▶ _Exercise brief_:
Render every line of the data below as a JSON list of strings, one string per line, and leave out any blank lines.

▶ _Provided information_:
● ● ●
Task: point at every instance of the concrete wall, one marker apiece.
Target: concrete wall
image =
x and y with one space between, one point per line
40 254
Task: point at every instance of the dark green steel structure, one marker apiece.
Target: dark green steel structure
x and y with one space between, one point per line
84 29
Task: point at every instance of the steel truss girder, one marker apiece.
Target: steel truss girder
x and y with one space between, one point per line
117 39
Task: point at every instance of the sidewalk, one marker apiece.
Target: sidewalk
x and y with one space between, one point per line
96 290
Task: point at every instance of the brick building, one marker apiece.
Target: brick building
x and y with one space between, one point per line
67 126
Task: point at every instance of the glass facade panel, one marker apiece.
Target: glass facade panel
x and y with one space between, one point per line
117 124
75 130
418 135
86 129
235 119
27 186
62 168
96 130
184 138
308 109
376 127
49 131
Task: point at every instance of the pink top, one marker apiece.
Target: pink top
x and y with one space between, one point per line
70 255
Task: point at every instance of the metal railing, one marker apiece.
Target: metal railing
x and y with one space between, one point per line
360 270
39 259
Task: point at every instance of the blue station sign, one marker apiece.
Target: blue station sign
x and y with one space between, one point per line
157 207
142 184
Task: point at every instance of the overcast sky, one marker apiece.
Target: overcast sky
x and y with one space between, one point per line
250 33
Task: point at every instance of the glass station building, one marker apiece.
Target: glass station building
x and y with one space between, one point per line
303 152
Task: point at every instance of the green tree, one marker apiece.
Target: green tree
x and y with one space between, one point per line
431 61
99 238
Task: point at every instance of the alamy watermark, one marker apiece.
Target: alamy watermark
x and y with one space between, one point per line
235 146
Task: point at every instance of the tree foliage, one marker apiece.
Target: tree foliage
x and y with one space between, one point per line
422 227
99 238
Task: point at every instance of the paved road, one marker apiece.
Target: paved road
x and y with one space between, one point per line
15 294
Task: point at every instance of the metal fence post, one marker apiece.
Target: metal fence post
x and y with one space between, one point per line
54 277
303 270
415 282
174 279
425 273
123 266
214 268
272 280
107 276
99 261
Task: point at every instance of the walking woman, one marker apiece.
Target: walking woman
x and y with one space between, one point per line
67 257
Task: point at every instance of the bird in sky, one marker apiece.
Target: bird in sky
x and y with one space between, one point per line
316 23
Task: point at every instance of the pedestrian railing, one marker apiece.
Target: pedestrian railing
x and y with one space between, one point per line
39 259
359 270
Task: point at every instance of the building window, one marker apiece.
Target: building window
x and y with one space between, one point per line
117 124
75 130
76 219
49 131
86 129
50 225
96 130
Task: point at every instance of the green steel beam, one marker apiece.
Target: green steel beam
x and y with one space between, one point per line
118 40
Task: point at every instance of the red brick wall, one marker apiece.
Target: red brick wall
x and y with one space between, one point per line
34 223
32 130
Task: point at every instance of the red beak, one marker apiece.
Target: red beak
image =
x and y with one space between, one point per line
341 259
● ● ●
▶ _Solution below_:
[
  "Task: point at every instance of the concrete wall, one marker apiece.",
  "Target: concrete wall",
  "image =",
  "x and y with one space between, one point per line",
  "40 254",
  "Task: point at every instance of the dark green steel structure, one marker apiece.",
  "Target: dark green steel structure",
  "x and y with one space between, one point per line",
  "84 29",
  "Task: point at every instance of the steel truss girder, one marker apiece.",
  "Target: steel truss girder",
  "x and y with one space between, one point per line",
  "117 39",
  "Task: point at every instance of the sidewalk, one marker apiece.",
  "Target: sidewalk",
  "x and y with one space between, one point per line",
  "96 290",
  "Task: point at every instance of the brick building, one marker apiece.",
  "Target: brick building",
  "x and y with one space between, one point per line",
  "67 126",
  "Task: point at every instance of the glass facade panel, one marker apiece.",
  "Target: glass facade panel",
  "x and y with one space between, one point per line",
  "117 124",
  "75 130",
  "418 135",
  "86 129",
  "235 119",
  "27 186",
  "62 168",
  "96 130",
  "184 138",
  "308 109",
  "376 127",
  "49 131",
  "Task: point at every instance of the pink top, one marker apiece.",
  "Target: pink top",
  "x and y with one space between, one point per line",
  "70 255",
  "Task: point at every instance of the metal railing, one marker apiece.",
  "Target: metal railing",
  "x and y with one space between, one point per line",
  "360 270",
  "39 259",
  "Task: point at every instance of the blue station sign, one marker apiece.",
  "Target: blue station sign",
  "x and y with one space between, one point per line",
  "157 207",
  "142 184",
  "Task: point at every instance of the overcast sky, one marker apiece.",
  "Target: overcast sky",
  "x and y with one space between, one point per line",
  "250 33",
  "Task: point at every instance of the glass station building, one marker apiece.",
  "Target: glass station building",
  "x and y with one space between, one point per line",
  "303 152",
  "Task: point at every instance of the green tree, one marker apiece.",
  "Target: green tree",
  "x and y with one space between, one point per line",
  "431 61",
  "99 238",
  "Task: point at every instance of the alamy watermark, one marker apiece.",
  "Target: alamy watermark",
  "x and y with one space between, one point per line",
  "235 146",
  "Task: point at every instance of the tree foliage, one marker apiece.",
  "Target: tree foliage",
  "x and y with one space between, one point per line",
  "422 227",
  "99 238",
  "Task: point at every instance of the paved road, one marker apiece.",
  "Target: paved road",
  "x and y with one space between, one point per line",
  "15 294",
  "Task: point at every instance of the metal fence post, one marker apiece.",
  "Target: metal fence post",
  "x and y with one space between, one point per line",
  "54 277",
  "303 270",
  "415 282",
  "174 279",
  "425 273",
  "123 266",
  "214 268",
  "272 280",
  "107 276",
  "99 261",
  "Task: point at every instance of the walking woman, one marker apiece.",
  "Target: walking woman",
  "x and y with one space between, one point per line",
  "67 257",
  "Task: point at every instance of the bird in sky, one marker apiece.",
  "Target: bird in sky",
  "x and y with one space between, one point per line",
  "316 23",
  "Task: point at every instance of the pedestrian railing, one marker apiece.",
  "Target: pedestrian railing",
  "x and y with one space between, one point per line",
  "39 259",
  "359 270",
  "Task: point at every instance of the building window, one marker apiece.",
  "Target: building window",
  "x and y with one space between, one point per line",
  "117 124",
  "75 130",
  "76 219",
  "49 131",
  "86 129",
  "50 225",
  "96 130",
  "Task: point at every instance of the green steel beam, one marker apiece.",
  "Target: green steel beam",
  "x and y with one space between, one point per line",
  "118 40",
  "Task: point at every instance of the red brick wall, one marker apiece.",
  "Target: red brick wall",
  "x and y with one space between, one point per line",
  "34 223",
  "32 130",
  "Task: point at every instance of the red beak, one marker apiece.",
  "Target: red beak",
  "image =",
  "x and y with one space between, one point per line",
  "341 259"
]